**Work to complete:** Write out the lines from the start of the rows through the line containing "positive clicks: (1218, 528)", including both ends, and leave the pictures out.

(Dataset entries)

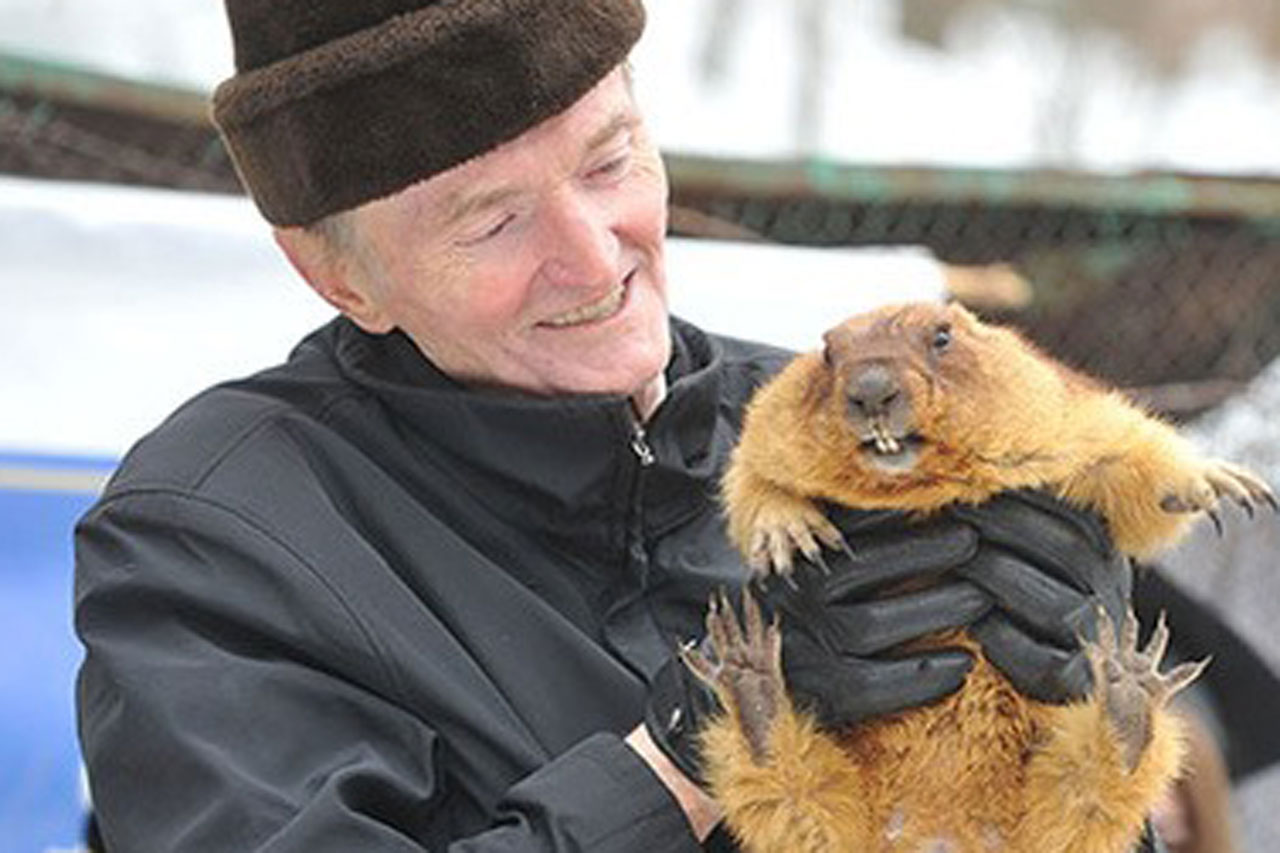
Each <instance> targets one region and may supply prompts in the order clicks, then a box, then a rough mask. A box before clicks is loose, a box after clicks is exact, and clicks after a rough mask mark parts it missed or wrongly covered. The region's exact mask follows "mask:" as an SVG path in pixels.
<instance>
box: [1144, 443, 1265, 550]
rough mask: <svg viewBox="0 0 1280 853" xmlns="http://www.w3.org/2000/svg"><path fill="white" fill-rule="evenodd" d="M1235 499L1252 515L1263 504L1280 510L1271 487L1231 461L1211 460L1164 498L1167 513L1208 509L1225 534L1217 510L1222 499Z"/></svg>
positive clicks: (1218, 528)
mask: <svg viewBox="0 0 1280 853" xmlns="http://www.w3.org/2000/svg"><path fill="white" fill-rule="evenodd" d="M1224 498H1228V500H1231V501H1235V502H1236V503H1238V505H1239V506H1240V507H1242V508H1243V510H1244V511H1245V512H1248V514H1249V516H1251V517H1252V516H1253V510H1254V507H1256V506H1257V505H1260V503H1267V505H1268V506H1270V507H1271V508H1272V510H1276V511H1280V503H1277V502H1276V496H1275V493H1274V492H1272V491H1271V487H1270V485H1267V484H1266V483H1263V482H1262V480H1261V479H1260V478H1258V476H1256V475H1254V474H1252V473H1251V471H1248V470H1245V469H1243V467H1240V466H1239V465H1231V464H1230V462H1222V461H1216V460H1215V461H1210V462H1207V464H1206V465H1204V466H1203V469H1201V470H1199V471H1198V473H1197V474H1196V475H1194V476H1190V478H1188V480H1187V482H1185V483H1183V484H1180V485H1179V487H1178V488H1176V489H1172V491H1170V492H1167V493H1166V494H1165V496H1164V497H1161V501H1160V508H1162V510H1164V511H1165V512H1204V514H1207V515H1208V516H1210V517H1211V519H1212V520H1213V526H1215V528H1217V530H1219V532H1220V533H1221V529H1222V524H1221V521H1220V520H1219V517H1217V514H1216V512H1215V507H1216V506H1217V503H1219V501H1221V500H1224Z"/></svg>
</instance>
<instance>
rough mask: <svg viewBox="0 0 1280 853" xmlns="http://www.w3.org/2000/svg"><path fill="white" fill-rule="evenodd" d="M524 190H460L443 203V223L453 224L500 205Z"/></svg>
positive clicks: (497, 187) (501, 188) (498, 187)
mask: <svg viewBox="0 0 1280 853" xmlns="http://www.w3.org/2000/svg"><path fill="white" fill-rule="evenodd" d="M524 192H525V191H524V190H522V188H520V187H495V188H493V190H483V191H480V192H475V193H467V192H466V191H460V192H457V193H456V195H452V196H449V197H448V199H447V200H445V202H444V205H443V210H444V215H443V222H442V224H443V225H444V227H448V225H453V224H456V223H460V222H462V220H463V219H467V218H470V216H472V215H475V214H477V213H483V211H485V210H489V209H490V207H497V206H500V205H502V204H504V202H507V201H509V200H511V199H515V197H516V196H520V195H522V193H524Z"/></svg>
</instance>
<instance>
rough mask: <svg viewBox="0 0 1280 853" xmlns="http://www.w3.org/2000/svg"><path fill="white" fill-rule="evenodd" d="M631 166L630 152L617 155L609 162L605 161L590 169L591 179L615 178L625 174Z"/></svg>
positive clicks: (609, 161)
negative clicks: (627, 170)
mask: <svg viewBox="0 0 1280 853" xmlns="http://www.w3.org/2000/svg"><path fill="white" fill-rule="evenodd" d="M630 164H631V152H630V151H628V152H626V154H622V155H618V156H616V158H613V159H611V160H605V161H604V163H602V164H600V165H598V167H595V168H594V169H591V175H593V177H599V178H616V177H618V175H621V174H623V173H626V170H627V167H628V165H630Z"/></svg>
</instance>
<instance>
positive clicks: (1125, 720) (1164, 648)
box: [1084, 610, 1208, 771]
mask: <svg viewBox="0 0 1280 853" xmlns="http://www.w3.org/2000/svg"><path fill="white" fill-rule="evenodd" d="M1167 647H1169V626H1167V625H1166V624H1165V616H1164V613H1161V616H1160V621H1158V622H1157V624H1156V629H1155V630H1153V631H1152V634H1151V639H1149V640H1148V643H1147V646H1146V648H1142V649H1139V648H1138V619H1137V617H1135V616H1134V615H1133V611H1129V612H1126V613H1125V619H1124V624H1123V625H1121V628H1120V634H1119V638H1117V637H1116V630H1115V624H1114V622H1112V621H1111V617H1110V616H1107V613H1106V611H1101V610H1100V611H1098V640H1097V643H1092V642H1087V643H1085V647H1084V649H1085V653H1087V654H1088V658H1089V665H1091V666H1092V670H1093V689H1094V692H1096V693H1097V695H1098V699H1100V701H1101V703H1102V707H1103V710H1105V711H1106V713H1107V717H1108V719H1110V721H1111V724H1112V726H1114V730H1115V734H1116V736H1117V739H1119V742H1120V747H1121V752H1123V754H1124V760H1125V762H1126V766H1128V768H1129V770H1130V771H1132V770H1133V768H1134V767H1137V766H1138V762H1139V761H1140V760H1142V754H1143V751H1144V749H1146V748H1147V744H1148V743H1149V742H1151V735H1152V715H1153V713H1155V712H1156V711H1158V710H1160V708H1162V707H1164V706H1165V704H1166V703H1167V702H1169V699H1170V698H1171V697H1172V695H1174V694H1175V693H1178V692H1179V690H1181V689H1183V688H1185V686H1187V685H1188V684H1190V683H1192V681H1194V680H1196V679H1197V678H1198V676H1199V674H1201V672H1203V671H1204V667H1206V666H1208V658H1206V660H1203V661H1198V662H1194V663H1181V665H1179V666H1175V667H1174V669H1172V670H1170V671H1169V672H1161V671H1160V662H1161V660H1162V658H1164V657H1165V651H1166V648H1167Z"/></svg>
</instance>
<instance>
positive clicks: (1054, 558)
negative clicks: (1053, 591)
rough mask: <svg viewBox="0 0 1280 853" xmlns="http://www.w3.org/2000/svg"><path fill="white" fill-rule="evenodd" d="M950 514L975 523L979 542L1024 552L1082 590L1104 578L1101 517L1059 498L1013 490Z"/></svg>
mask: <svg viewBox="0 0 1280 853" xmlns="http://www.w3.org/2000/svg"><path fill="white" fill-rule="evenodd" d="M951 512H952V515H954V516H955V517H957V519H961V520H964V521H968V523H969V524H972V525H974V526H975V528H977V529H978V532H979V534H980V535H982V538H983V540H986V542H988V543H995V544H998V546H1001V547H1004V548H1007V549H1009V551H1012V552H1015V553H1019V555H1021V556H1024V557H1025V558H1027V560H1028V562H1032V564H1033V565H1037V566H1042V567H1044V569H1047V570H1050V571H1052V573H1055V574H1056V575H1057V576H1059V579H1061V580H1064V581H1066V583H1069V584H1071V585H1073V587H1075V588H1076V589H1079V590H1082V592H1087V590H1091V589H1097V588H1100V587H1101V585H1102V584H1103V583H1106V580H1107V579H1106V576H1105V573H1107V571H1110V565H1111V557H1112V547H1111V543H1110V539H1108V538H1107V535H1106V532H1105V529H1103V528H1102V524H1101V521H1100V520H1098V519H1097V517H1096V516H1093V515H1092V514H1088V512H1084V511H1082V510H1075V508H1073V507H1070V506H1068V505H1066V503H1064V502H1062V501H1059V500H1056V498H1053V497H1050V496H1047V494H1042V493H1038V492H1014V493H1007V494H998V496H996V497H995V498H992V500H991V501H988V502H987V503H984V505H980V506H964V505H961V506H956V507H955V508H952V510H951Z"/></svg>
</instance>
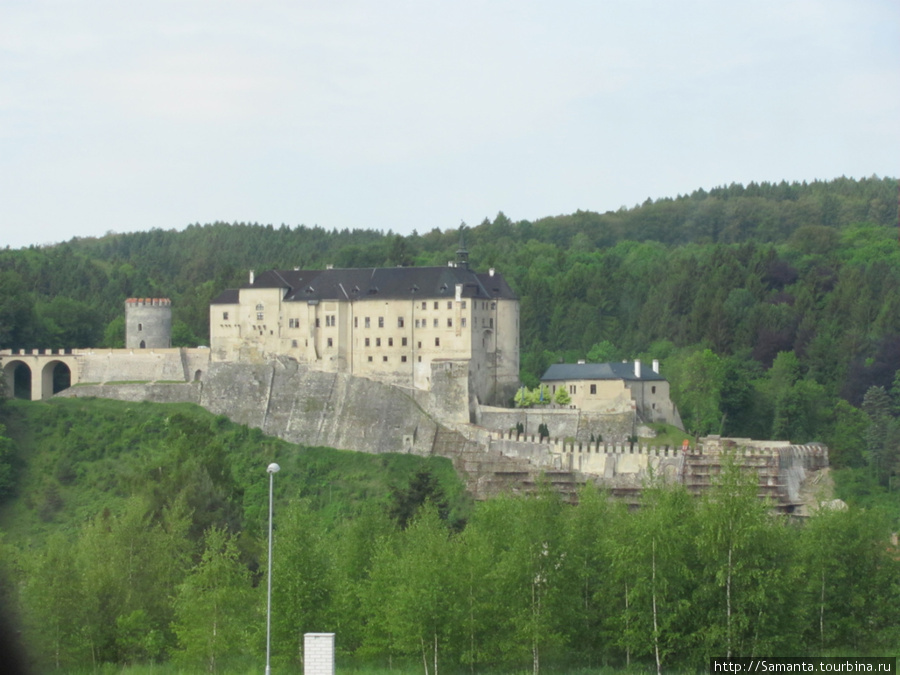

**Solution to this task:**
Each <instance> targets one region and may supply prompts in the order clicks, then a box, then a rough mask. A box before clicks is loose, a box after clicks is exact, and clicks after a rough mask mark parts it missed or wrongly covered. The region's exact mask follows "mask:" as an SVG path in pixels.
<instance>
box: [1144, 443, 1265, 550]
rough mask: <svg viewBox="0 0 1280 853" xmlns="http://www.w3.org/2000/svg"><path fill="white" fill-rule="evenodd" d="M1235 499L1252 515L1263 504L1280 510L1271 487L1231 461L1211 460L1164 498L1167 513L1208 509L1225 534L1217 510L1222 499Z"/></svg>
positive clicks: (1218, 528)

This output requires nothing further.